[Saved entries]
----

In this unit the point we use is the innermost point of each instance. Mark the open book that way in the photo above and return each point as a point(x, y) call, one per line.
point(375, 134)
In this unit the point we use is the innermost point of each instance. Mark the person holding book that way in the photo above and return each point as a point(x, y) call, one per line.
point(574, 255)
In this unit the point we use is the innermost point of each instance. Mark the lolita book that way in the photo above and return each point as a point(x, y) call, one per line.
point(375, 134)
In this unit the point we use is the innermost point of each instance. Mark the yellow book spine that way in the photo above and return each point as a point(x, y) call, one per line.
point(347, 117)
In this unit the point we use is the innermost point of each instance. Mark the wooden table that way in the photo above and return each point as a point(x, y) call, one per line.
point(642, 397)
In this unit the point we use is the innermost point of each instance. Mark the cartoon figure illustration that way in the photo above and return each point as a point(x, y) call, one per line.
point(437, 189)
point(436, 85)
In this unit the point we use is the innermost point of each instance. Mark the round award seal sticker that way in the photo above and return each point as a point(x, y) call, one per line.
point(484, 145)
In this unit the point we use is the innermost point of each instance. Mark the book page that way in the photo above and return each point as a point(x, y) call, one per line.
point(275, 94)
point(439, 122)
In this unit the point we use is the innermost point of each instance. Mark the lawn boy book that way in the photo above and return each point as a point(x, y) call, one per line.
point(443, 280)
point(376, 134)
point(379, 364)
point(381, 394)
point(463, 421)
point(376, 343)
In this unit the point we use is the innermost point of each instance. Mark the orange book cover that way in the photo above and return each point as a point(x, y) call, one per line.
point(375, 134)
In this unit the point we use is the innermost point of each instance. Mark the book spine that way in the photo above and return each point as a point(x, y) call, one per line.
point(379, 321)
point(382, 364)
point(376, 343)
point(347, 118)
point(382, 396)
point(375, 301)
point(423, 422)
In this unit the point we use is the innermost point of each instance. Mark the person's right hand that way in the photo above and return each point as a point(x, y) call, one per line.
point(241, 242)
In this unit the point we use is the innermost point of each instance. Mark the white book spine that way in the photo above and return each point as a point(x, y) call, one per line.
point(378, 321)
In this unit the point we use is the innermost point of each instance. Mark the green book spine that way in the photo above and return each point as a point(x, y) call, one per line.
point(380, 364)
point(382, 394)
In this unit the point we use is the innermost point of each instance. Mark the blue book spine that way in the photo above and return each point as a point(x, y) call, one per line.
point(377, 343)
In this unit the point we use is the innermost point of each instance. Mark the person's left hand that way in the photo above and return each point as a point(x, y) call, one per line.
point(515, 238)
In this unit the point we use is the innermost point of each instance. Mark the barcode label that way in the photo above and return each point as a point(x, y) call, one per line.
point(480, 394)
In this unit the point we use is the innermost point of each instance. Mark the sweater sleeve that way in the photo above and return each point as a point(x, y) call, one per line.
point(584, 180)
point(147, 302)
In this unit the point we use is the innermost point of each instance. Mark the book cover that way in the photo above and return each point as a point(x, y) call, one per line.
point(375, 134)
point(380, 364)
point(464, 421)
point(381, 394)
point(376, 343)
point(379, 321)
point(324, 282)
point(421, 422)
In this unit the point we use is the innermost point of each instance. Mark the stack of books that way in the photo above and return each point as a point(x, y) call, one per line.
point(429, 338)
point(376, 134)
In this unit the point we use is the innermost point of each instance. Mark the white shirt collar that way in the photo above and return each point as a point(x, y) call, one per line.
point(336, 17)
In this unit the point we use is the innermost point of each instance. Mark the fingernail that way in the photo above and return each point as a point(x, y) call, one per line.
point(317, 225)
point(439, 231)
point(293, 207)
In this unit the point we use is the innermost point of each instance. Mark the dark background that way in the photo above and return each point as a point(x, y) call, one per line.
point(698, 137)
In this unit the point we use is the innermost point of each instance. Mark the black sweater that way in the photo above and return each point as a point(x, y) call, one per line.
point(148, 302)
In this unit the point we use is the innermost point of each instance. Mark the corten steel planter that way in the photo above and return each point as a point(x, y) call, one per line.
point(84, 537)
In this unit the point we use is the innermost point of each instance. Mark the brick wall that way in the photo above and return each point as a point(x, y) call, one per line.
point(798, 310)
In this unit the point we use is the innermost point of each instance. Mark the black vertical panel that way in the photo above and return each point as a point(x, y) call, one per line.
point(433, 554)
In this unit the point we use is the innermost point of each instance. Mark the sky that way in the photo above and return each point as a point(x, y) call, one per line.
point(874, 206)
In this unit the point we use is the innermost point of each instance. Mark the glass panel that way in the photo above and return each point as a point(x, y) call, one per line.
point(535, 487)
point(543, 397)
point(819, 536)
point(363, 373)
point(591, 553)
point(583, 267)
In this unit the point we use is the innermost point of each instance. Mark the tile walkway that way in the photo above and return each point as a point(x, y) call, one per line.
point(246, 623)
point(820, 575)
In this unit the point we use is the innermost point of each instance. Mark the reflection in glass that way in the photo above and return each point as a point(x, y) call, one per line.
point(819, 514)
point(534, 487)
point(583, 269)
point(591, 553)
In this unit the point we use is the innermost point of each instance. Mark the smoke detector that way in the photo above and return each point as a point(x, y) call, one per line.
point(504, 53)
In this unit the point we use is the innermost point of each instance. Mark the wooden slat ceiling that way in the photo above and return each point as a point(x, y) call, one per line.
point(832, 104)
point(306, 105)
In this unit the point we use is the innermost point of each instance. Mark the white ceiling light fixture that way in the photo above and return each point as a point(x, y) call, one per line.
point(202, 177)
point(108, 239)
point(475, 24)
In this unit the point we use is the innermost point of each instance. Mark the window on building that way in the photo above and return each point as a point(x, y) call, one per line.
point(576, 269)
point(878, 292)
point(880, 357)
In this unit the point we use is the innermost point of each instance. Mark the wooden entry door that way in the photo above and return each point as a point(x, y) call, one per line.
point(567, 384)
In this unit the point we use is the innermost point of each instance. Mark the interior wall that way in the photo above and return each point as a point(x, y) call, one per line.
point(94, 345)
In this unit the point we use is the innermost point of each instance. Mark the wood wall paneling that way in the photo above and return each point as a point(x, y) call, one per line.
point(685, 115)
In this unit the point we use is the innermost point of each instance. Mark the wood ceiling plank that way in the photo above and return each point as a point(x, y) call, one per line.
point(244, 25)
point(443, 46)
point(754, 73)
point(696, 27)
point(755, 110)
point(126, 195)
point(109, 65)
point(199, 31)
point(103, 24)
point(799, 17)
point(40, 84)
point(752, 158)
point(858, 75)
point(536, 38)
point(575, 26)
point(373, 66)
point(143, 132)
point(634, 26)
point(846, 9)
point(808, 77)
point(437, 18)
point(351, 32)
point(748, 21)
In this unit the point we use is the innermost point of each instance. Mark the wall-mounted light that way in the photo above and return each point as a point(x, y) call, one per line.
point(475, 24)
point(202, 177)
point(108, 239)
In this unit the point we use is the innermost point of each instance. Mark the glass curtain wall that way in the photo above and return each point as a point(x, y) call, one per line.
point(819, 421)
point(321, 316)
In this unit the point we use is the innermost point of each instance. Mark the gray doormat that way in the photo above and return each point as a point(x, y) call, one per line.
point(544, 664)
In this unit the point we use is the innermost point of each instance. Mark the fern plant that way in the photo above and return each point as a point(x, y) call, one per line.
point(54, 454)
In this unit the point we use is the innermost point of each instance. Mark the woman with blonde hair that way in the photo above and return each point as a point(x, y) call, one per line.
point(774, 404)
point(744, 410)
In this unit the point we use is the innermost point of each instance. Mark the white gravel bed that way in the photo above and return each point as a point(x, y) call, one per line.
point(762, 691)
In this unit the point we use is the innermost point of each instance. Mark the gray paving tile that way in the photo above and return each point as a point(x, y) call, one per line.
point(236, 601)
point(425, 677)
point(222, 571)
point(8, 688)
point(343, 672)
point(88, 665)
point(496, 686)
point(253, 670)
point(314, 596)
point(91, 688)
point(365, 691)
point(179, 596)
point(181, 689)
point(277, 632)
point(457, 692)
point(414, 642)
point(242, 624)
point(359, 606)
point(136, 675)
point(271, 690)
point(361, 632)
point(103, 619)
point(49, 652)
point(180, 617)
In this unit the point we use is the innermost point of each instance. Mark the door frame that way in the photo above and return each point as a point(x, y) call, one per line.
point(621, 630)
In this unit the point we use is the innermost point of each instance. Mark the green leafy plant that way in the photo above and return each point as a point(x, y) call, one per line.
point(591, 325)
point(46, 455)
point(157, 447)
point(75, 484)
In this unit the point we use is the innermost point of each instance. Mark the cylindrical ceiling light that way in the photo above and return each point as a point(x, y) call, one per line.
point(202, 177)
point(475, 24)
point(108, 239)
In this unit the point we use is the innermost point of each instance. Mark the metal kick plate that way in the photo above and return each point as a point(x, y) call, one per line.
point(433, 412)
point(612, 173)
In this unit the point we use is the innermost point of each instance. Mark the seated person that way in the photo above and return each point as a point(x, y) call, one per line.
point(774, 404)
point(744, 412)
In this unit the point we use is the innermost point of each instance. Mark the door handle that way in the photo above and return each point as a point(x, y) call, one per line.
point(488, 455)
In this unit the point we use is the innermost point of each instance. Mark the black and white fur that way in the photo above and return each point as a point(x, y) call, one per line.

----

WORK INSTRUCTION | Give back, unchanged, every line from the one with "Mark the metal" to the end of the entries above.

ANSWER SPACE |
In this unit the point we use is the innermost point of each instance. Mark the metal kick plate that way in the photo above and return each point as a point(x, y) call, one per line.
point(433, 412)
point(612, 173)
In this unit the point we use is the innermost point of each instance. Mark the seated person that way in the photo above and return each point as a point(x, y) call, one per line.
point(774, 404)
point(744, 412)
In this unit the point we use is the innermost point of each instance. Mark the door handle that way in the photo above and return each point as a point(x, y) call, one per line.
point(488, 455)
In this unit the point we use is the innermost point of each instance. Mark the black and white fur that way in the photo above and return each point as a point(x, y) call, one per line.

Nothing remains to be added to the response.